Glass sector trade association, British Glass, has called on councils to continue the collection of household recycling to avoid driving up demand for “carbon-intensive” raw materials during the coronavirus pandemic.
The association said that while it recognises the unprecedented challenges councils are facing, the government’s decision to “name the waste sector and food and drink packaging manufacturers as critical sectors during the pandemic” reflects the need to continue recycling collections.
British Glass explained that the glass packaging industry produces a product that is endlessly recyclable, and often relying heavily on recycled glass (cullet) being reused in the manufacturing process to produce new glass containers.
Many councils throughout the UK have taken the decision to limit, or completely stop glass collections, while some have issued advice to residents to store their glass and other recyclables until normal service resumes.
Phillip Fenton, lead packaging and recycling advisor for British Glass, said: “We recognise this is an unprecedented and challenging time for everyone, from individuals and businesses to local and national government, and the priority must be staying safe and protecting each other and our NHS.
“The workers collecting our waste and recycling are doing an essential job and we must do all we can to keep them safe, through practising social distancing and providing protective equipment”
“Whilst we face this current crisis, we must not forget the critical value of recycling”
“But whilst we face this current crisis, we must not forget the critical value of recycling; for our manufacturers who take our used glass and remelt into new bottles and jars; for our environment, with every recycling collection diverting glass from landfill; and for the climate emergency, with recycled glass reducing the need for raw materials which are more carbon-intensive than recycled glass.”
The message from British Glass follows a number of similar pleas from associations across the sector, which are worried of the impact a slowdown of household material could have.

Dataset content
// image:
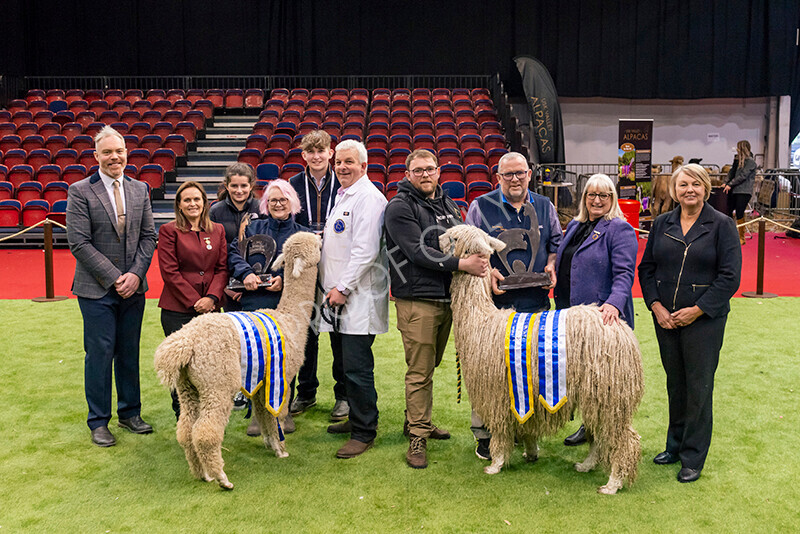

Your objective
Can you reproduce the passage of the glass recycling article between "Glass sector trade" and "new glass containers.", inclusive, word for word?

Answer for this exercise
Glass sector trade association, British Glass, has called on councils to continue the collection of household recycling to avoid driving up demand for “carbon-intensive” raw materials during the coronavirus pandemic.
The association said that while it recognises the unprecedented challenges councils are facing, the government’s decision to “name the waste sector and food and drink packaging manufacturers as critical sectors during the pandemic” reflects the need to continue recycling collections.
British Glass explained that the glass packaging industry produces a product that is endlessly recyclable, and often relying heavily on recycled glass (cullet) being reused in the manufacturing process to produce new glass containers.